* [EXERCISE GOAL]: Nothing but an exact copy is wanted here: the line with "Bonus question: Precisely where does the field" and all the lines that follow it in the entries below.
[Start of Attachment]
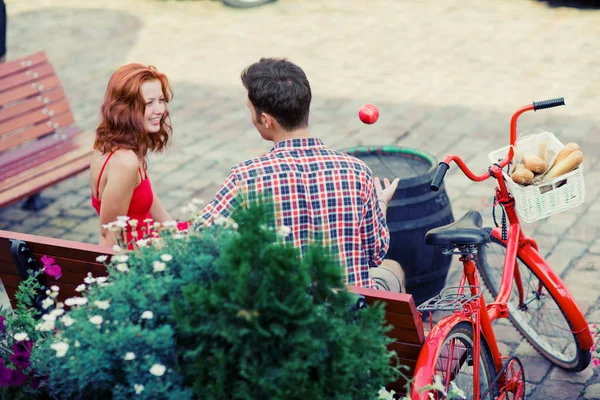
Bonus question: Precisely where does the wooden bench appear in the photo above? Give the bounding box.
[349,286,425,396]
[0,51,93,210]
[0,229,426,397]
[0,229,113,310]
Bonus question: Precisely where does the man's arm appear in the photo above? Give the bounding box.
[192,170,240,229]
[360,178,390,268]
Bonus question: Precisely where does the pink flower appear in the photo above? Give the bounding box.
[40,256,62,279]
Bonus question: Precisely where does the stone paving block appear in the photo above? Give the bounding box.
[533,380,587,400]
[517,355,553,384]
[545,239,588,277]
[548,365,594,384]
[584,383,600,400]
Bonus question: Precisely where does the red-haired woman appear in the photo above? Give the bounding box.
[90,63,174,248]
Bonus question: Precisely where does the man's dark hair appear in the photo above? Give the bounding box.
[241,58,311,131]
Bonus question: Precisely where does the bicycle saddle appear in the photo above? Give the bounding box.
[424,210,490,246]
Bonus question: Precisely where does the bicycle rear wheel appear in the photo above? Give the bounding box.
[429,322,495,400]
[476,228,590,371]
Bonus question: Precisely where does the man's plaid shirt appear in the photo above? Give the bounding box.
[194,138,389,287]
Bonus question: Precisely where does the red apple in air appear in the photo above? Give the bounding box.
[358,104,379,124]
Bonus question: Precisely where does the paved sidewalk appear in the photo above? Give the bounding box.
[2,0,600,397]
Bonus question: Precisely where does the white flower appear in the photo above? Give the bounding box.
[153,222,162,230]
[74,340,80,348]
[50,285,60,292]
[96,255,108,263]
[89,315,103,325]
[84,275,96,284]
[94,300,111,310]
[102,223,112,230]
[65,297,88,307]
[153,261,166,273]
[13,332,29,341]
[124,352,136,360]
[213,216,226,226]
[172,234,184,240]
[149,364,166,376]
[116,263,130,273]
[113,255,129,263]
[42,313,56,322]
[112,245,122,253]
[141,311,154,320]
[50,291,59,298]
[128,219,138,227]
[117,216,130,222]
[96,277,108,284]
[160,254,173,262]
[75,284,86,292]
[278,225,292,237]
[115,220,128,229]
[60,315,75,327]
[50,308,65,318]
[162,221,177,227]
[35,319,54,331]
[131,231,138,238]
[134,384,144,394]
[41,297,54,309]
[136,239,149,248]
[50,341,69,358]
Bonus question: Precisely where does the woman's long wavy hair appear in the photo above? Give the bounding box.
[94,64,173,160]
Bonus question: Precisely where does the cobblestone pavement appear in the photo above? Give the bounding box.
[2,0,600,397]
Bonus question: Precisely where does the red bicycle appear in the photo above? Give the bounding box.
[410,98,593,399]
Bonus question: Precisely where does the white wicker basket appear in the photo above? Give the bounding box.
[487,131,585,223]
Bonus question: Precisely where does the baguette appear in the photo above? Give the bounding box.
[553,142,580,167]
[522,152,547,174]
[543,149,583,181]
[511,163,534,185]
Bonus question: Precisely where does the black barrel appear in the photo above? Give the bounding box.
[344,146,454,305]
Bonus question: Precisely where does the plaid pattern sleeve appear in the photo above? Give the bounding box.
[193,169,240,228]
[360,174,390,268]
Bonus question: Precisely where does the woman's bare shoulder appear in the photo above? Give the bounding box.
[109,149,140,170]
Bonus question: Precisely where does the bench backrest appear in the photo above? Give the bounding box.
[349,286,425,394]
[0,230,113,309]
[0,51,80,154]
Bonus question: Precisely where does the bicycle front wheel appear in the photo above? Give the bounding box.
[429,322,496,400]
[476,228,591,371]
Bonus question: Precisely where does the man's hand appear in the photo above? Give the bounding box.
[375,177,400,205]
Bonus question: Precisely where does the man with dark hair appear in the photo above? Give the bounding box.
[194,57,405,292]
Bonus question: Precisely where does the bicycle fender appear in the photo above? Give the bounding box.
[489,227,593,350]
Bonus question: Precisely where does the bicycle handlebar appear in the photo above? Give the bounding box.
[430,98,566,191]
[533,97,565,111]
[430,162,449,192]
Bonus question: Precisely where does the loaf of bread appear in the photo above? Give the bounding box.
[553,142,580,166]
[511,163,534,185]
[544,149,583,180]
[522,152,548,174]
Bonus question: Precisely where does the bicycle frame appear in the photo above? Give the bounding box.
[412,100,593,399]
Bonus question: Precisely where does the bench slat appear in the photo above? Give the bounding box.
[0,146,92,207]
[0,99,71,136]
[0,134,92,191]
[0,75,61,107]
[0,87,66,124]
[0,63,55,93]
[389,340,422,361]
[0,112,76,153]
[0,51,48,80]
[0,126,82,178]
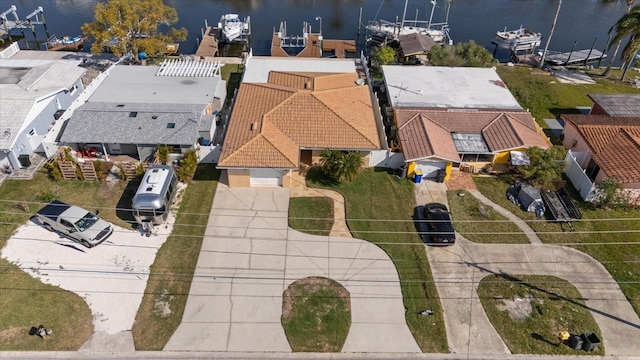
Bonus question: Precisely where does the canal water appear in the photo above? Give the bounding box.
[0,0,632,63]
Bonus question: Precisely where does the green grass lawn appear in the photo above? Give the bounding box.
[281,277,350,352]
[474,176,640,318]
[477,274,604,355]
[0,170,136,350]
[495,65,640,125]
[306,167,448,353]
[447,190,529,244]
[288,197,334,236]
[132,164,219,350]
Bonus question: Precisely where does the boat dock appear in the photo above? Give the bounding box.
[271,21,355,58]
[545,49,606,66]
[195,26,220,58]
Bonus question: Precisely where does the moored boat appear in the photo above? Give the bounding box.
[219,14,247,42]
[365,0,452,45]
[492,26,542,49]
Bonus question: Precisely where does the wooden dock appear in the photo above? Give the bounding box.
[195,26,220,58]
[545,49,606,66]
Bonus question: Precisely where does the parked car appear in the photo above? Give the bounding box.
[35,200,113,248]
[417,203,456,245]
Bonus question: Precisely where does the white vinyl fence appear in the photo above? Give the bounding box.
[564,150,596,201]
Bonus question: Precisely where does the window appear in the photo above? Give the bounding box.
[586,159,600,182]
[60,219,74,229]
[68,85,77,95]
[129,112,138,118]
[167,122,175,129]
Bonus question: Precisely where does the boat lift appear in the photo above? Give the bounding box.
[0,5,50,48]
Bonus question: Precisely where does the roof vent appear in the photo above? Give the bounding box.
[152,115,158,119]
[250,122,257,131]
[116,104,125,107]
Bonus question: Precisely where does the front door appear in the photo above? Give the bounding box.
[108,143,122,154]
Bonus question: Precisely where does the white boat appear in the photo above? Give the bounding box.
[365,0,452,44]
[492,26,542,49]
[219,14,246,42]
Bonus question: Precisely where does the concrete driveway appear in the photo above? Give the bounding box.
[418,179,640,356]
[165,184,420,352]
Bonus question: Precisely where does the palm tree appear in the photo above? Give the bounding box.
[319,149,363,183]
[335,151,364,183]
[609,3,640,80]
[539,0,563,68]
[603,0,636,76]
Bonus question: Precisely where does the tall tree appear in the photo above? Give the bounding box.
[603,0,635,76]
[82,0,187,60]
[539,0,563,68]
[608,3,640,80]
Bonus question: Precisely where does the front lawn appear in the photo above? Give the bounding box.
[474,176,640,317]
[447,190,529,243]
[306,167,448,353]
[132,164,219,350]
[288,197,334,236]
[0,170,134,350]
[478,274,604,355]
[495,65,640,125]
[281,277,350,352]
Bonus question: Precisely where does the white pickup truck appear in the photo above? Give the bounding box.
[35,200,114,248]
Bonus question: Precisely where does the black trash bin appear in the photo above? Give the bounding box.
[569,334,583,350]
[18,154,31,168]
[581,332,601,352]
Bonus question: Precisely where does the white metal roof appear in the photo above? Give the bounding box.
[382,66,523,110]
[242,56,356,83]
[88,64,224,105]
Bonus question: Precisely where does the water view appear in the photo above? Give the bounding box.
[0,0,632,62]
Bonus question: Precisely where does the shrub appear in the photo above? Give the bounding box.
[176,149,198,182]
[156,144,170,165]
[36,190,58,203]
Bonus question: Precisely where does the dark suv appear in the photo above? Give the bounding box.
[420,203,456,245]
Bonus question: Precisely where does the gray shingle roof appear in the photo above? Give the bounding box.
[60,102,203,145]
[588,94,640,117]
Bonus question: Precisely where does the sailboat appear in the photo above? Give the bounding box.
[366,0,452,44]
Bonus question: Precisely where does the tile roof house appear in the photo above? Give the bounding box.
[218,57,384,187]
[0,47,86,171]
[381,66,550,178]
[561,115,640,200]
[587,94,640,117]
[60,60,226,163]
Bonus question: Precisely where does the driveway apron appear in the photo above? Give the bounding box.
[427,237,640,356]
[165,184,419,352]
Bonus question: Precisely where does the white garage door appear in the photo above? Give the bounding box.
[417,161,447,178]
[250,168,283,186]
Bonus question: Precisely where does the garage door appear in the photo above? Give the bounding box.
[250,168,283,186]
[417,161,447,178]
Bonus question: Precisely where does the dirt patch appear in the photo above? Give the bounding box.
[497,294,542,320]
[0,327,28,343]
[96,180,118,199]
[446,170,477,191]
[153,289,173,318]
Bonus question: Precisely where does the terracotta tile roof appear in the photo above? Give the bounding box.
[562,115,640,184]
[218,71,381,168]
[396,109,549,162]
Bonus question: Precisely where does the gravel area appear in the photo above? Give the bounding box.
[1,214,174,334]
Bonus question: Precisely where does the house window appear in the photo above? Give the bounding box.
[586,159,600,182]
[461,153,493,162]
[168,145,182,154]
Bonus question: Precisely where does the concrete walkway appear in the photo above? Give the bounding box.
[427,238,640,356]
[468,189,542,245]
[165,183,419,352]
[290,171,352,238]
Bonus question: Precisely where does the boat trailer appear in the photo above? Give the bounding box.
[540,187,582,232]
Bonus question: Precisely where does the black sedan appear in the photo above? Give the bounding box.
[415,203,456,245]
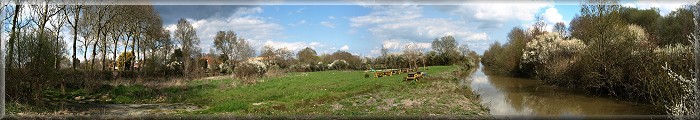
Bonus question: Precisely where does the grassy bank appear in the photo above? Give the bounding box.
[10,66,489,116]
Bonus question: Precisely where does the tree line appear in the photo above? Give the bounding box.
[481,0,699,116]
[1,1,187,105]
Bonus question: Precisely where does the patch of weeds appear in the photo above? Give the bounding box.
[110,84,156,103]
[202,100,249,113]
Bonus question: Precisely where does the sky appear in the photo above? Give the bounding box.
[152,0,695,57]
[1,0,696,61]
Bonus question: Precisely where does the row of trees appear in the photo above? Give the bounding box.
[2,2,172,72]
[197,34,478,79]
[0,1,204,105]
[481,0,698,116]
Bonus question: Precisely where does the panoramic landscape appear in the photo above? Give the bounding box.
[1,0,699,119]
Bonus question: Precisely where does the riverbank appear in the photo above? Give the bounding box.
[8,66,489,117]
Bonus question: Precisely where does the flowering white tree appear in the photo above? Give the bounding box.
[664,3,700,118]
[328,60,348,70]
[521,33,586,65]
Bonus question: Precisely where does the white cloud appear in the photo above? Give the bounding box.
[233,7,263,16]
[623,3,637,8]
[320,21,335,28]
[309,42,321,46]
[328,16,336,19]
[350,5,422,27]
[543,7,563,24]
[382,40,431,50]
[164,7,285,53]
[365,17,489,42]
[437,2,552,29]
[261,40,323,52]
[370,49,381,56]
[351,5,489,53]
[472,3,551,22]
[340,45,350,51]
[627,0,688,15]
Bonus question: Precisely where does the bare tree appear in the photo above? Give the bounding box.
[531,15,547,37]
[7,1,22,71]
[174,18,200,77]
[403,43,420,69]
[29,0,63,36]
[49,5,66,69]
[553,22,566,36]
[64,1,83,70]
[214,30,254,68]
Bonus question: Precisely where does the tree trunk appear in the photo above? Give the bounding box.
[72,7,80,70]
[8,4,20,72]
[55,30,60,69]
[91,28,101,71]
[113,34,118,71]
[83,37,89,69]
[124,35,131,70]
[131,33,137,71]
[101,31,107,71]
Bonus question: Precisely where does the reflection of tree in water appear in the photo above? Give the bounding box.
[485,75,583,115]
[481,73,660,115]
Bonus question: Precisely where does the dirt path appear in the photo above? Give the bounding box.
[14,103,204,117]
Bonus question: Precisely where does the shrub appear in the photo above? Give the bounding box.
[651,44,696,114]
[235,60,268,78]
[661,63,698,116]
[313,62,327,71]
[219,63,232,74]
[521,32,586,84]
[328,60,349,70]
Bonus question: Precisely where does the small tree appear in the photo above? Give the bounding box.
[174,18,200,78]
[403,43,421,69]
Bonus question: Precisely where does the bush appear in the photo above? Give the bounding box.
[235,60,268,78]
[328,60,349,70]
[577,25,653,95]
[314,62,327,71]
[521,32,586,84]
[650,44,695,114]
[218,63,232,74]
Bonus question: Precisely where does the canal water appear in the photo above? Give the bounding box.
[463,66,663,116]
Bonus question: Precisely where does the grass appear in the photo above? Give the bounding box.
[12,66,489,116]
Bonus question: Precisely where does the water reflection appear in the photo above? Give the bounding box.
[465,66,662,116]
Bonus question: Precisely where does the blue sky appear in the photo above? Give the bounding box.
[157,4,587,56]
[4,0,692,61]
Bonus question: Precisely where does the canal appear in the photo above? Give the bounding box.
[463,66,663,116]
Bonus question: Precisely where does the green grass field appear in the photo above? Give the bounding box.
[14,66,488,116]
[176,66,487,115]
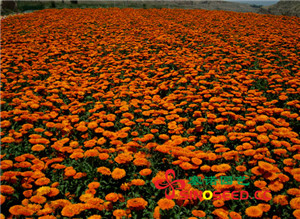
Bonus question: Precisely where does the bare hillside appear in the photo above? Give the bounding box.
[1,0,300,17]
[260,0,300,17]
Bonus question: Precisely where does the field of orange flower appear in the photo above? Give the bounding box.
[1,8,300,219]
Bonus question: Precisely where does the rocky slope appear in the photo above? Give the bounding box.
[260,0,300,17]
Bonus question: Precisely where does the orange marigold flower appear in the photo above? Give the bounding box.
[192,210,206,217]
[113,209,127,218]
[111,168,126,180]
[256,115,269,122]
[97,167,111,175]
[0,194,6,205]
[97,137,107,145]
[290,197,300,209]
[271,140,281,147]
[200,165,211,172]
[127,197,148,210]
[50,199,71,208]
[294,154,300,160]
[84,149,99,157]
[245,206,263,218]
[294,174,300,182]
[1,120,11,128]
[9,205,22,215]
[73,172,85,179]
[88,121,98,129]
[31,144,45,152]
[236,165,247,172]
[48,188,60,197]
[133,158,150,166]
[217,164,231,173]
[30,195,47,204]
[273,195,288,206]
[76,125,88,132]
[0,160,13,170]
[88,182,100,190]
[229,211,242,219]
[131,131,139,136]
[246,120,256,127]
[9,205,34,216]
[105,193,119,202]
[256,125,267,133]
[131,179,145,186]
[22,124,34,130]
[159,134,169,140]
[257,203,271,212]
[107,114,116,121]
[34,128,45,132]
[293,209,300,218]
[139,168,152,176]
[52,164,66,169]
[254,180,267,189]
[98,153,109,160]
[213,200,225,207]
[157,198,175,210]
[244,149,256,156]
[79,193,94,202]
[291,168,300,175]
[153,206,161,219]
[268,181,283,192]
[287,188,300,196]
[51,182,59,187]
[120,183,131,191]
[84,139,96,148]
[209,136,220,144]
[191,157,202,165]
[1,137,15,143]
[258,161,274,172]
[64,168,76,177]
[End of Attachment]
* [OUTPUT OF THE TASK]:
Bonus question: Precisely where does the field of orange flower appear in the photo above? Give the bounding box.
[1,8,300,219]
Bonus question: Precisely where does the rocky slope appear in the photo above? Give the bounding box.
[260,0,300,17]
Bonus question: Precisely where does the orange marigold flower appear in the photo above? Give the bounding box.
[192,210,206,217]
[113,209,127,218]
[111,168,126,180]
[256,115,269,122]
[97,167,111,175]
[0,194,6,205]
[97,137,107,145]
[290,197,300,209]
[271,140,281,147]
[200,165,211,172]
[127,197,148,210]
[50,199,71,208]
[294,154,300,160]
[84,149,99,157]
[245,206,263,218]
[294,174,300,182]
[1,120,11,128]
[9,205,22,215]
[73,172,85,179]
[88,121,98,129]
[31,144,45,152]
[236,165,247,172]
[48,188,60,197]
[133,158,150,166]
[217,164,231,173]
[30,195,47,204]
[273,195,288,206]
[76,125,88,132]
[0,160,13,170]
[88,182,100,190]
[229,211,242,219]
[131,131,139,136]
[246,120,256,127]
[9,205,34,216]
[105,193,119,202]
[256,125,267,133]
[131,179,145,186]
[22,124,34,130]
[159,134,169,140]
[257,203,271,212]
[107,114,116,121]
[34,128,45,132]
[293,209,300,218]
[139,168,152,176]
[52,164,66,169]
[254,180,267,189]
[98,153,109,160]
[213,200,225,207]
[157,198,175,210]
[244,149,256,156]
[79,193,94,202]
[291,168,300,175]
[153,206,161,219]
[268,181,283,192]
[287,188,300,196]
[51,182,59,187]
[120,183,131,191]
[84,139,96,148]
[209,136,220,144]
[191,157,202,165]
[1,137,15,143]
[258,161,274,172]
[64,168,76,177]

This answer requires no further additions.